** start of Dataset rows **

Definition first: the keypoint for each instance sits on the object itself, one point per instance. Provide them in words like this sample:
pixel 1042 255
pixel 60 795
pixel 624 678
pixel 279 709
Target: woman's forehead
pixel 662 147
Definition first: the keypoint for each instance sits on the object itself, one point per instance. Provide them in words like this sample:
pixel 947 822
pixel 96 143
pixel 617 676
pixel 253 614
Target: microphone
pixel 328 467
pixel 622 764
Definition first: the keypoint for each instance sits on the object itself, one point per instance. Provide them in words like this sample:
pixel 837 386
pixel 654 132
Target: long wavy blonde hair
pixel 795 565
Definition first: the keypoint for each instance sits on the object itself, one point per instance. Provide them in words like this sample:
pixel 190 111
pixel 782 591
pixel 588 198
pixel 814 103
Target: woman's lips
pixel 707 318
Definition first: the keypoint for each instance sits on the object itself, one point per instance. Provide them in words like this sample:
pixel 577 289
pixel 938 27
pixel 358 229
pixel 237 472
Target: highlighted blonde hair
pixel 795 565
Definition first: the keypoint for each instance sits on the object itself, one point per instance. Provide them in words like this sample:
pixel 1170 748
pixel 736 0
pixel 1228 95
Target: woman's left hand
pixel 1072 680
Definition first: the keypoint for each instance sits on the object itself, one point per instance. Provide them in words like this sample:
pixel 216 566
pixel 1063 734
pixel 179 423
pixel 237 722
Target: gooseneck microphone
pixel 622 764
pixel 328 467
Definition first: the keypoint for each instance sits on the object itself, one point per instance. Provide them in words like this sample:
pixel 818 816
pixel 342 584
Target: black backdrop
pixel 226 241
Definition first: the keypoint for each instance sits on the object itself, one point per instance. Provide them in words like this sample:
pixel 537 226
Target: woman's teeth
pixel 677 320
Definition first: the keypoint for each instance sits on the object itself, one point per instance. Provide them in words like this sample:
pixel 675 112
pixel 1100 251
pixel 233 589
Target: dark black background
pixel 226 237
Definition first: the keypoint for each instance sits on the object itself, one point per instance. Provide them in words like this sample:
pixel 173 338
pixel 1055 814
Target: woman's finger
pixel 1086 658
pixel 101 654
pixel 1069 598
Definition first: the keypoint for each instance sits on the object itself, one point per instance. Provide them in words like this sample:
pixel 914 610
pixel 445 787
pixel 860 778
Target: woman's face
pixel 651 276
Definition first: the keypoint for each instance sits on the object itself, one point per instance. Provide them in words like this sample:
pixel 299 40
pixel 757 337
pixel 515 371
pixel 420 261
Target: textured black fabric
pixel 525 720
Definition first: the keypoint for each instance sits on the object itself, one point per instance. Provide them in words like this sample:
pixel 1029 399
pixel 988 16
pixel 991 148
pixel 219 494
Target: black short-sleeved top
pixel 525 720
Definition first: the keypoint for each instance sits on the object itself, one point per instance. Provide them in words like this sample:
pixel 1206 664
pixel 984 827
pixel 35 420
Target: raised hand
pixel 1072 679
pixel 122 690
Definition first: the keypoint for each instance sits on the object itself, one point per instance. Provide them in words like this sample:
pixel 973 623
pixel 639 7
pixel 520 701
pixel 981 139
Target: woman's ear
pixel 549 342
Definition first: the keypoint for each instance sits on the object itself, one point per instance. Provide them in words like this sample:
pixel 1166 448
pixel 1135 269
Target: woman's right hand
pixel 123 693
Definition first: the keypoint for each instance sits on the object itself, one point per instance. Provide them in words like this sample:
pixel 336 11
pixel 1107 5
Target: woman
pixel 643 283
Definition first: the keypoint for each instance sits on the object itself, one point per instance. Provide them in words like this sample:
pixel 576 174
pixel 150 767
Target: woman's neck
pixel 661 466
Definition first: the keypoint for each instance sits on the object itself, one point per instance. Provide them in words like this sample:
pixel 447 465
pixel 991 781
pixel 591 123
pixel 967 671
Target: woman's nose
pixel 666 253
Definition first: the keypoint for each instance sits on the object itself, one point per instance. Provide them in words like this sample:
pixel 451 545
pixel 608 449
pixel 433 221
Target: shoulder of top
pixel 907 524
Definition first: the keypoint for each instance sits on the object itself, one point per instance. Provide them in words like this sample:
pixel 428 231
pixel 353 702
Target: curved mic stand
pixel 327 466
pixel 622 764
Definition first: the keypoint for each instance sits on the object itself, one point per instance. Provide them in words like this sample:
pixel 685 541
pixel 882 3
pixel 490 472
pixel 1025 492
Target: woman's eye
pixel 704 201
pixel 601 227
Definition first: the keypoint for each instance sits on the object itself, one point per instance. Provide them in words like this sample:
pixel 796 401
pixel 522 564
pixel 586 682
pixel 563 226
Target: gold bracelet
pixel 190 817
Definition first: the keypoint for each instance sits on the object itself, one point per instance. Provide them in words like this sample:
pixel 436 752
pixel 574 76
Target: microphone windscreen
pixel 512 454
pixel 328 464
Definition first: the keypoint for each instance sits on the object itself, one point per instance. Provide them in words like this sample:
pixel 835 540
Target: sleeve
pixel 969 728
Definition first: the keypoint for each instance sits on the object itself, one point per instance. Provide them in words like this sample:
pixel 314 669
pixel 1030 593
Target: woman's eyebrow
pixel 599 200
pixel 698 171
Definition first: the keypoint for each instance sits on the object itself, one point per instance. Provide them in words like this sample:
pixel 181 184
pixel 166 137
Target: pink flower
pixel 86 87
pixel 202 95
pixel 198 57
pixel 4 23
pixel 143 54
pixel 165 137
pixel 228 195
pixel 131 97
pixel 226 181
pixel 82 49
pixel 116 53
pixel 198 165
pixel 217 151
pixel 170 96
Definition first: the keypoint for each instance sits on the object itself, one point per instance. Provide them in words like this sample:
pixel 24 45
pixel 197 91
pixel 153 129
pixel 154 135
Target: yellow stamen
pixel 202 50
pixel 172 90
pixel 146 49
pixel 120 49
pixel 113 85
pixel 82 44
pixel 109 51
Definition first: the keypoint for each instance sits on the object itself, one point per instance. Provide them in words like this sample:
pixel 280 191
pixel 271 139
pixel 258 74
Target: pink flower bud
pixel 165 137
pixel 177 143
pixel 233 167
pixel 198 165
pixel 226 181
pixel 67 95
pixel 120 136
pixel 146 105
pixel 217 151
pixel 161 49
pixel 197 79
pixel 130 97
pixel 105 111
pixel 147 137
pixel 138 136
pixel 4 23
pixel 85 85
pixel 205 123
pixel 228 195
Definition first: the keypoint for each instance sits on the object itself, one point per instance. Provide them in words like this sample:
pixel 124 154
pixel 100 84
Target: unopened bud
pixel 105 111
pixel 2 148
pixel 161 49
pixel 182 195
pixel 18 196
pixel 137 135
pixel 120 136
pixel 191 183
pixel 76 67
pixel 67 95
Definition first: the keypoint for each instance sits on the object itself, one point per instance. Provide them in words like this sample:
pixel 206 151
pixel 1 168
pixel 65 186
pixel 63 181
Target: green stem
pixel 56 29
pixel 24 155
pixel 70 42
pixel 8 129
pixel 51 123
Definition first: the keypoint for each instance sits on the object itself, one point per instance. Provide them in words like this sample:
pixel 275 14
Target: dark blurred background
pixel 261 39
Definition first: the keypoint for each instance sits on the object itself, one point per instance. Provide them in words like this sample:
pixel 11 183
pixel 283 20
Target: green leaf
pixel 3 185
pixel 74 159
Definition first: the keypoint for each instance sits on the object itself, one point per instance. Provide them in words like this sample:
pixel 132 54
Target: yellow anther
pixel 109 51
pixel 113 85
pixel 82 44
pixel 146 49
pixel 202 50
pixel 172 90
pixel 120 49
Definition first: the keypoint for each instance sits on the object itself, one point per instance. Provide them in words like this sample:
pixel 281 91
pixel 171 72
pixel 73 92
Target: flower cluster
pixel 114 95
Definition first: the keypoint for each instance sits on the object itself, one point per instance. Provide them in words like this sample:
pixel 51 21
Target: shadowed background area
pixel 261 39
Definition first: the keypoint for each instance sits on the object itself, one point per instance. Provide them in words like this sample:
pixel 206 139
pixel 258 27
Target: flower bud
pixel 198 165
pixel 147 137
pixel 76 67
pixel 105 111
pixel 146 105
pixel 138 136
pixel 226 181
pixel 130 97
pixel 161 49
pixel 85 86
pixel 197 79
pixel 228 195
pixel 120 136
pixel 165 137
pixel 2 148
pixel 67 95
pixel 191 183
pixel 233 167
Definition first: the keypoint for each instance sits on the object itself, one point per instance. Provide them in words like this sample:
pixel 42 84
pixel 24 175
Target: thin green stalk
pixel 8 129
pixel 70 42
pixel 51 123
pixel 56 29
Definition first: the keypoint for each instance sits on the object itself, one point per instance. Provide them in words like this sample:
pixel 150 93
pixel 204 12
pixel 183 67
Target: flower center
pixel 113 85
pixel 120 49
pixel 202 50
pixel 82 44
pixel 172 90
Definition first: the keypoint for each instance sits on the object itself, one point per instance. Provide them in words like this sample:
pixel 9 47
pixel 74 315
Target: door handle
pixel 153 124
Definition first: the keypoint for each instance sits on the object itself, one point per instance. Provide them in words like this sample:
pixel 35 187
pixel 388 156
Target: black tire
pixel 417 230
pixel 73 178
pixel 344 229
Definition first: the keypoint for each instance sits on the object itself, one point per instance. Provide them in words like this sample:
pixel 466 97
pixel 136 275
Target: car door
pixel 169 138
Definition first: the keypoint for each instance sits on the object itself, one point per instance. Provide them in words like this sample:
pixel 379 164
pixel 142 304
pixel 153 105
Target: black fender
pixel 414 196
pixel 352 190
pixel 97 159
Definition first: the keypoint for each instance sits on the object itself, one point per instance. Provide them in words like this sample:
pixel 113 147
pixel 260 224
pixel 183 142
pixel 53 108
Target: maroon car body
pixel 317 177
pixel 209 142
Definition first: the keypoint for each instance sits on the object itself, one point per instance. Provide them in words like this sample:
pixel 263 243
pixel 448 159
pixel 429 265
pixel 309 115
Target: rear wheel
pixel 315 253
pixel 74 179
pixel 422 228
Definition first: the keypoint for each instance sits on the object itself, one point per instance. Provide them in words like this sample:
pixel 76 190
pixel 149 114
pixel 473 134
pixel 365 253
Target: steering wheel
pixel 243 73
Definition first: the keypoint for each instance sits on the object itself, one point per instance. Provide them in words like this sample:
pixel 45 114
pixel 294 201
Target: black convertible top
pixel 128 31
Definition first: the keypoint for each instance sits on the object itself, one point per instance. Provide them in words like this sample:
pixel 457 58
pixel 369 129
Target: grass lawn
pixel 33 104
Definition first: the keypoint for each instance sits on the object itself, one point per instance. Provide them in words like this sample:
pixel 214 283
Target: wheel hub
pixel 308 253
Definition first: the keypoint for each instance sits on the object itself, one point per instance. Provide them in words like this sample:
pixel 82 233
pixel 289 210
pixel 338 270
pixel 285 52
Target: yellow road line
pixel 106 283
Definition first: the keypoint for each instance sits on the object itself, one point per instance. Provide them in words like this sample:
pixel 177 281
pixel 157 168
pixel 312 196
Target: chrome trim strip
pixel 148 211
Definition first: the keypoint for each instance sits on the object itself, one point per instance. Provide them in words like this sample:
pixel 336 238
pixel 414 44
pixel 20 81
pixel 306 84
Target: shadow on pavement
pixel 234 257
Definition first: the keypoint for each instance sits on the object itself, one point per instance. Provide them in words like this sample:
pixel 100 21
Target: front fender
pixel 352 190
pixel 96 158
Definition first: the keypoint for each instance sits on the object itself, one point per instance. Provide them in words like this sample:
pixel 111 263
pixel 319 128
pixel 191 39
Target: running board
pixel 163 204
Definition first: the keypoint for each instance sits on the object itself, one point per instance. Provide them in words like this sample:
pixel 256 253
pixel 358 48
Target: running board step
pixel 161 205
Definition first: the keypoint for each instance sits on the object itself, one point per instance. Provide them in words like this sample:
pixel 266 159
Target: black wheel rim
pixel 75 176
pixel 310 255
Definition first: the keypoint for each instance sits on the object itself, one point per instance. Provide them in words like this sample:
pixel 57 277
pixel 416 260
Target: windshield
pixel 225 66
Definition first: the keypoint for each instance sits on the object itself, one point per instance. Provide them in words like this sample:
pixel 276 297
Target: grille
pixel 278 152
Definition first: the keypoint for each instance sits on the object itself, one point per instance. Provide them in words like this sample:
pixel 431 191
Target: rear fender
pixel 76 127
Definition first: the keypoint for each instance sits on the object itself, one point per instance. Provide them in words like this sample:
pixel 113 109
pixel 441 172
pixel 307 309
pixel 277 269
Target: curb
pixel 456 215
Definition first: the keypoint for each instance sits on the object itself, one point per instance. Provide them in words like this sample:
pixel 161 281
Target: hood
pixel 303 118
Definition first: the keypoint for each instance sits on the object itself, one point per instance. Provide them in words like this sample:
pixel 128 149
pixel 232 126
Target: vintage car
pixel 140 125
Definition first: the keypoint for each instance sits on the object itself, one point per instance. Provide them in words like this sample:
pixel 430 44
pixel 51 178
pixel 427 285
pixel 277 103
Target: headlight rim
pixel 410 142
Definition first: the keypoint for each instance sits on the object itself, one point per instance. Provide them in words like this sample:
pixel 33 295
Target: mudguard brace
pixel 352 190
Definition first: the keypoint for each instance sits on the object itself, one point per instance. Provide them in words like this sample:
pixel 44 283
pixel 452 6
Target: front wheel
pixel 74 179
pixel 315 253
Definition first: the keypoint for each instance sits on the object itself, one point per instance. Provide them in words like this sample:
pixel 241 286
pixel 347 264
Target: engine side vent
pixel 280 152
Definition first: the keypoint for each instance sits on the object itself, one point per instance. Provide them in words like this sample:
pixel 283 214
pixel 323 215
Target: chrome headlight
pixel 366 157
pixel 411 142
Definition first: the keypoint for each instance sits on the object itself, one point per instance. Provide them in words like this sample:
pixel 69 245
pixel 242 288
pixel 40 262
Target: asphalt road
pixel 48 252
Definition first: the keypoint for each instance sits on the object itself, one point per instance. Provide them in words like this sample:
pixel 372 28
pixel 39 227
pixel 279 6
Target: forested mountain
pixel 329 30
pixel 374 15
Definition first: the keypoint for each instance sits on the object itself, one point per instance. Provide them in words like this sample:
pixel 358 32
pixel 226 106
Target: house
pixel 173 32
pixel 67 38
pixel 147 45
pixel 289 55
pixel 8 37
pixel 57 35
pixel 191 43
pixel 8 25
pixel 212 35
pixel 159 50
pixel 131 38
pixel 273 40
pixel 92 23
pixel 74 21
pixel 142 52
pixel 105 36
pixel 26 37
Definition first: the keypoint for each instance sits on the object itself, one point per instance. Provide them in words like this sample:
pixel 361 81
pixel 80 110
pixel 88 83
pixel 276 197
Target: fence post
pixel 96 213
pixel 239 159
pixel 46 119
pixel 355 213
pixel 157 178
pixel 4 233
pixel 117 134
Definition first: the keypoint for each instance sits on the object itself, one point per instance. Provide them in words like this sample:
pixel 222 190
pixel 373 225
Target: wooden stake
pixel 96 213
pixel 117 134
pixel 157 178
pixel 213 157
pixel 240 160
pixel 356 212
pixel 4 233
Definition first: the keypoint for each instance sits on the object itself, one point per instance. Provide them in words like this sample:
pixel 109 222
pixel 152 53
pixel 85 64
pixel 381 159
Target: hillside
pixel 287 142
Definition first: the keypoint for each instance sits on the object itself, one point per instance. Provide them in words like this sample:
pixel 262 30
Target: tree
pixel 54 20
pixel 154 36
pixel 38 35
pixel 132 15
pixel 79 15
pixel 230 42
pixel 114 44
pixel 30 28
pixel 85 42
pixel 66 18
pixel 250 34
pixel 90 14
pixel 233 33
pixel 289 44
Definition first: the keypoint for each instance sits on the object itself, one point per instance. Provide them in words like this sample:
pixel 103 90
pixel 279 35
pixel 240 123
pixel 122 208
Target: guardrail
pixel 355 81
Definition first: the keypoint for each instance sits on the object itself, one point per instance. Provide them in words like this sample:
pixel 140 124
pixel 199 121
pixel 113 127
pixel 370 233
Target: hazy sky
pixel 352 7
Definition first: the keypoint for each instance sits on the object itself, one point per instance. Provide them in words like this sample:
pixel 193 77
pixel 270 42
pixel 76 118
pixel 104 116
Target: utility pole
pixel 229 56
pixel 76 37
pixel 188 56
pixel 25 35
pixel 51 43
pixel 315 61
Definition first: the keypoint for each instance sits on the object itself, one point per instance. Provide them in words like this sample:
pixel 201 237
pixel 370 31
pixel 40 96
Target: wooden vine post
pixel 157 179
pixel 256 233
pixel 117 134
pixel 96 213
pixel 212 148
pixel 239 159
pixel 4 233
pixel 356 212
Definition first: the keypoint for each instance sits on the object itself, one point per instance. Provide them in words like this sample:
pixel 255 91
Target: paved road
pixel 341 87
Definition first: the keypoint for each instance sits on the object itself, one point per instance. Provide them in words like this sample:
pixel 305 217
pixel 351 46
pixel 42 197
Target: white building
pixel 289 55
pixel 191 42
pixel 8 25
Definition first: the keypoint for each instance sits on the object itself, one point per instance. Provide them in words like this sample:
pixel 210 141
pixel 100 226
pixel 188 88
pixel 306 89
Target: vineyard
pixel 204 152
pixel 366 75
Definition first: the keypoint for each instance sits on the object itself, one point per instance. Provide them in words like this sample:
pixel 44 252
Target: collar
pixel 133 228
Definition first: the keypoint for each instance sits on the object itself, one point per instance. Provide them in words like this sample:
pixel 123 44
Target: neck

** end of Dataset rows **

* [Set task]: Copy out verbatim everything from the start of the listing above down to the line containing "pixel 662 147", including both ends.

* [In response]:
Definition first: the keypoint for each instance sits on the object itself, one point per instance. Provide them in words like this sample:
pixel 1042 255
pixel 60 795
pixel 624 678
pixel 279 709
Target: woman's forehead
pixel 662 147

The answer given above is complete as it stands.